--- Begin ---
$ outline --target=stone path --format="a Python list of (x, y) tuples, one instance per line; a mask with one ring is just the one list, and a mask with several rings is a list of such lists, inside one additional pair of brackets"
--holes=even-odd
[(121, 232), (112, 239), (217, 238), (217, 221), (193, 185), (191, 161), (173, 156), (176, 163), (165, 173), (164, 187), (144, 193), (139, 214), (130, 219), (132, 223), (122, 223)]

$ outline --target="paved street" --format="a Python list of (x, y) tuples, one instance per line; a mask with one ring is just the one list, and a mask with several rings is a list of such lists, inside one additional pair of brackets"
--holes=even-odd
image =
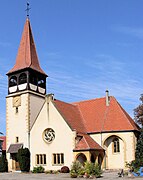
[[(0, 180), (70, 180), (69, 174), (26, 174), (26, 173), (0, 173)], [(84, 178), (77, 178), (77, 180), (83, 180)], [(101, 178), (98, 180), (115, 180), (115, 179), (143, 179), (143, 177), (123, 177), (120, 178), (117, 175), (117, 172), (106, 172), (103, 173)]]

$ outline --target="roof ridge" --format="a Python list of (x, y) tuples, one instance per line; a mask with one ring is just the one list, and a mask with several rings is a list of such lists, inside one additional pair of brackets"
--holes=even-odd
[[(120, 103), (114, 98), (115, 102), (117, 103), (120, 111), (122, 112), (123, 116), (128, 120), (129, 124), (131, 127), (133, 127), (134, 129), (136, 129), (137, 127), (134, 127), (134, 125), (136, 126), (136, 123), (134, 122), (134, 120), (130, 117), (130, 115), (122, 108), (122, 106), (120, 105)], [(133, 123), (135, 123), (134, 125), (131, 123), (131, 121)]]
[[(110, 98), (114, 96), (109, 96)], [(77, 102), (72, 102), (71, 104), (79, 104), (79, 103), (84, 103), (84, 102), (89, 102), (89, 101), (95, 101), (95, 100), (100, 100), (100, 99), (105, 99), (106, 97), (100, 97), (100, 98), (93, 98), (93, 99), (87, 99), (87, 100), (82, 100), (82, 101), (77, 101)]]

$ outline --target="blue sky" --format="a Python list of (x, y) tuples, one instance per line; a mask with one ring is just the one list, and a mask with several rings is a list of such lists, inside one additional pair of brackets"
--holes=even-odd
[[(26, 20), (26, 0), (0, 1), (0, 131), (5, 133), (6, 73)], [(29, 0), (47, 93), (75, 102), (115, 96), (133, 117), (143, 93), (142, 0)]]

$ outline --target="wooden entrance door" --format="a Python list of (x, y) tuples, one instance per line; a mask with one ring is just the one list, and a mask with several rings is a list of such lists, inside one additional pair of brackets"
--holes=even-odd
[(19, 171), (20, 166), (17, 159), (17, 154), (11, 154), (11, 156), (12, 156), (12, 170)]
--- End ---
▶ [WHAT NEEDS TO BE DONE] Scale the entries above from the first line through the line containing "172), (103, 173)]]" and write them out again, requests included, without the pictures. Multiply every coordinate in the answers by 0.55 and round to whole numbers, with halves rounding up.

▶ [SOLVED PROBLEM]
$ outline --target=stone path --format="a Python list of (x, y) tuples, one instance per line; a mask with one ring is just the one list, and a mask with several rings is a list of such lists, inside one additional pair of brackets"
--holes=even-odd
[(67, 128), (62, 131), (119, 131), (119, 122), (106, 102), (105, 89), (95, 86), (97, 90), (91, 95), (90, 103), (79, 106), (76, 118), (72, 120), (73, 123), (67, 123)]

$ outline --target="paved street" --format="a Python list of (x, y) tuples, one instance per line; a mask with one ring is just the one list, and a mask with several rings is a list of such lists, inside one additional pair of brackets"
--holes=even-odd
image =
[[(0, 99), (39, 99), (38, 96), (14, 96), (14, 95), (0, 95)], [(46, 98), (42, 98), (42, 99), (46, 99)], [(56, 98), (54, 99), (63, 99), (63, 98), (79, 98), (79, 97), (68, 97), (66, 98), (64, 96), (64, 95), (58, 95), (57, 95)]]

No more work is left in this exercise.